begin
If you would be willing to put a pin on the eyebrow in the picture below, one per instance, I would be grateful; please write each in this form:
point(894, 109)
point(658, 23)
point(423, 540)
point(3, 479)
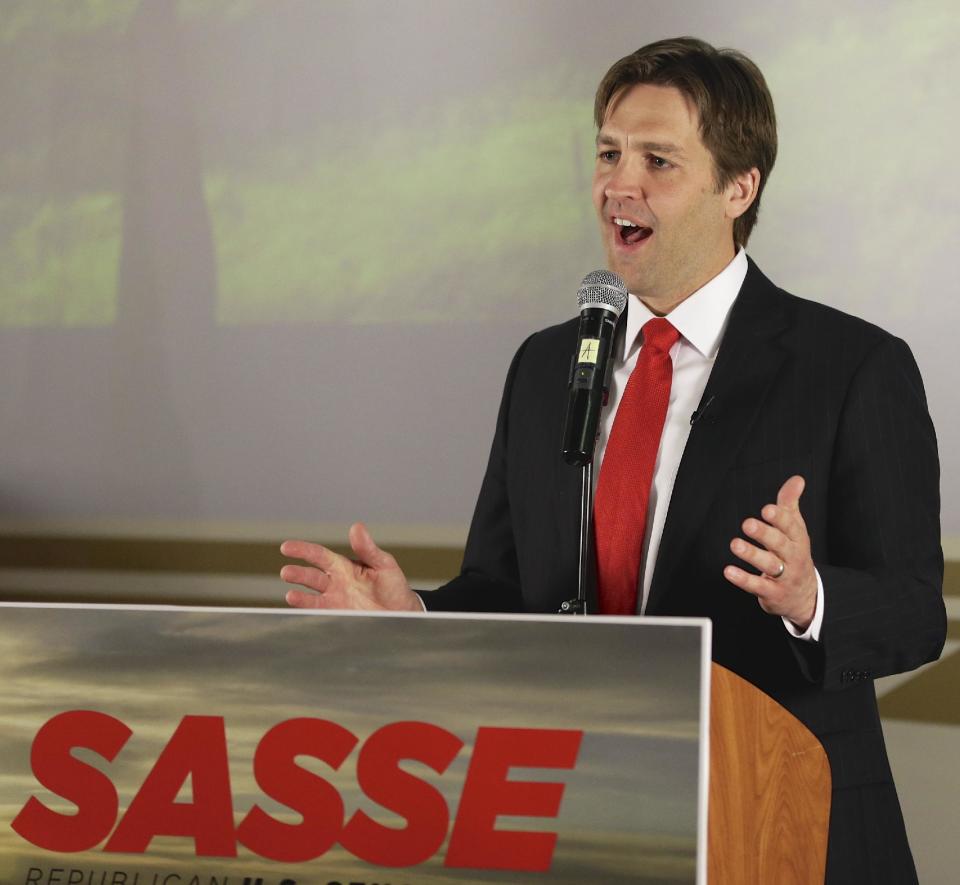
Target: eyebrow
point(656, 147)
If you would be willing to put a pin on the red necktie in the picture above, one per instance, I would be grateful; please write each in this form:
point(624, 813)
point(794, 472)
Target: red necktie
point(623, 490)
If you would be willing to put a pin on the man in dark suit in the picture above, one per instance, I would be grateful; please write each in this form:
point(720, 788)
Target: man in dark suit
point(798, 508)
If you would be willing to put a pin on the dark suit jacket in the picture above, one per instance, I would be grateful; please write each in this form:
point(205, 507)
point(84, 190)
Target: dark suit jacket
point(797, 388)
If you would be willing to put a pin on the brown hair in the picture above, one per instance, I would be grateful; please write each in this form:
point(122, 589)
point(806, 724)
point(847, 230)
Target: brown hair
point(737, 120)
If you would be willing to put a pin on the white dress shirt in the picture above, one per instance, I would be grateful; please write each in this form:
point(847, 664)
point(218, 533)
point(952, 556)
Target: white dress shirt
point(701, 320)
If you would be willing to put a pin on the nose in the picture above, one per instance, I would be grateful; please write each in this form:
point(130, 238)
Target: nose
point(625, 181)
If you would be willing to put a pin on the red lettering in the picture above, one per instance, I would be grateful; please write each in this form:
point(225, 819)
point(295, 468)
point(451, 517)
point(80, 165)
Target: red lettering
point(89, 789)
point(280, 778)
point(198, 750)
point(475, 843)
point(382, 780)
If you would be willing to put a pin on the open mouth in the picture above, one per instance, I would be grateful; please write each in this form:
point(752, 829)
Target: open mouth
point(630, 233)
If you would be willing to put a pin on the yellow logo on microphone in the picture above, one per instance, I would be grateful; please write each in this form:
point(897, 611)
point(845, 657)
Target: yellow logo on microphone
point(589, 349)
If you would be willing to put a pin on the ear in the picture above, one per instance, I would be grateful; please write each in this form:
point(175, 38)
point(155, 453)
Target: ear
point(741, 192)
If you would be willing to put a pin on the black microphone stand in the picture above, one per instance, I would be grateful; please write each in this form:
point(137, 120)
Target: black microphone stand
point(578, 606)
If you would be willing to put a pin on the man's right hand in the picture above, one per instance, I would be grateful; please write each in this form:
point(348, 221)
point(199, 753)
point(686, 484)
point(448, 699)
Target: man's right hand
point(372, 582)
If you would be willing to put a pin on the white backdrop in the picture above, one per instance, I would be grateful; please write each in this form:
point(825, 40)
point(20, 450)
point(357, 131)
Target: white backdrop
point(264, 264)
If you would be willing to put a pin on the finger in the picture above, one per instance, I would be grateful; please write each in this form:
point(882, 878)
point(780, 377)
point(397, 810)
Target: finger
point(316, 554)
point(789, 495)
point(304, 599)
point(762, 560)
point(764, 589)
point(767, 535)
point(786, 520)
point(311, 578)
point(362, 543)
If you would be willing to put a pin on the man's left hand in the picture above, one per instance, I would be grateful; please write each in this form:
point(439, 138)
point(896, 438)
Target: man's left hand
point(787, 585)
end
• [Work to do] Return the records exactly. Don't carry the pictures over.

• [Task result]
If you would be willing to put a pin on the eyebrow in the picture below, one per instance, I would be grateful; please write each in this form:
point(894, 109)
point(658, 23)
point(423, 540)
point(3, 479)
Target: eyebrow
point(656, 147)
If you would be willing to put a pin on the red necktie in the picture above, one per instance, I would be grateful; please write each in this form:
point(624, 813)
point(794, 472)
Target: red necktie
point(623, 490)
If you would be willing to put a pin on the man in dark suit in the picture above, one per instance, I would be grateful; please write each in this form:
point(720, 788)
Target: man in dark suit
point(798, 508)
If you would be willing to put a pin on the dark suit jacket in the picture above, one per instance, I would be grateful; please write each in this form:
point(205, 507)
point(84, 190)
Target: dark suit jacket
point(797, 388)
If you would be willing to put a pin on the brown hair in the picture above, one per instance, I would be grateful; please write each in this form:
point(122, 589)
point(806, 724)
point(847, 230)
Target: brown hair
point(737, 120)
If you would be willing to put a pin on the white dress shirt in the picture above, one per instance, I would be grateful; please write each in this form:
point(847, 664)
point(218, 533)
point(952, 556)
Target: white dress shirt
point(701, 320)
If you would be willing to put a pin on the nose in the picture above, one per instance, I would be grateful; please write each in this form:
point(130, 238)
Target: nose
point(625, 181)
If you would be willing to put a pin on the red lettering in the picture above, one per instance, I would be grateful; please write each in this form:
point(225, 819)
point(295, 468)
point(451, 517)
point(80, 165)
Target: red lettering
point(89, 789)
point(280, 778)
point(198, 750)
point(475, 843)
point(382, 780)
If you would be willing to put a pin on the open mouth in the picture above, one per instance, I would be grateful; please write each in this form:
point(752, 829)
Target: open mouth
point(630, 233)
If you would be willing to put a pin on the yellow logo on microphone in the picture above, one per instance, I would be grateful; please write each in this form:
point(897, 611)
point(845, 657)
Target: yellow logo on microphone
point(589, 349)
If you would be willing to put a pin on the ear in the picture above, one per instance, I would be grateful; please write each in this form:
point(175, 38)
point(155, 453)
Target: ear
point(741, 192)
If you would be willing to put a pin on the black microphone stand in the picture above, one per instance, I would be grateful; please write each in this form:
point(137, 120)
Target: black microphone stand
point(578, 606)
If you would be willing to put a pin on the man's right hand in the picture above, one per instance, I would be grateful; please write each in this form:
point(348, 221)
point(199, 753)
point(686, 484)
point(448, 699)
Target: man's right hand
point(372, 582)
If you would be willing to put a pin on the white backdrop in the picture above, one per instance, I would be grateful; please write each in this form:
point(825, 40)
point(20, 450)
point(357, 131)
Target: white backdrop
point(264, 264)
If you would be willing to put a pin on the finger in the picture above, one per instance, I would be grateful; please write each in this form:
point(882, 878)
point(780, 377)
point(397, 810)
Target: finger
point(316, 554)
point(789, 495)
point(304, 599)
point(762, 560)
point(764, 589)
point(767, 535)
point(786, 520)
point(311, 578)
point(362, 543)
If you would be willing to put a pin on the man's left hand in the picture above, one per instance, I would be grateful; please write each in this form:
point(439, 138)
point(896, 438)
Target: man's left hand
point(787, 585)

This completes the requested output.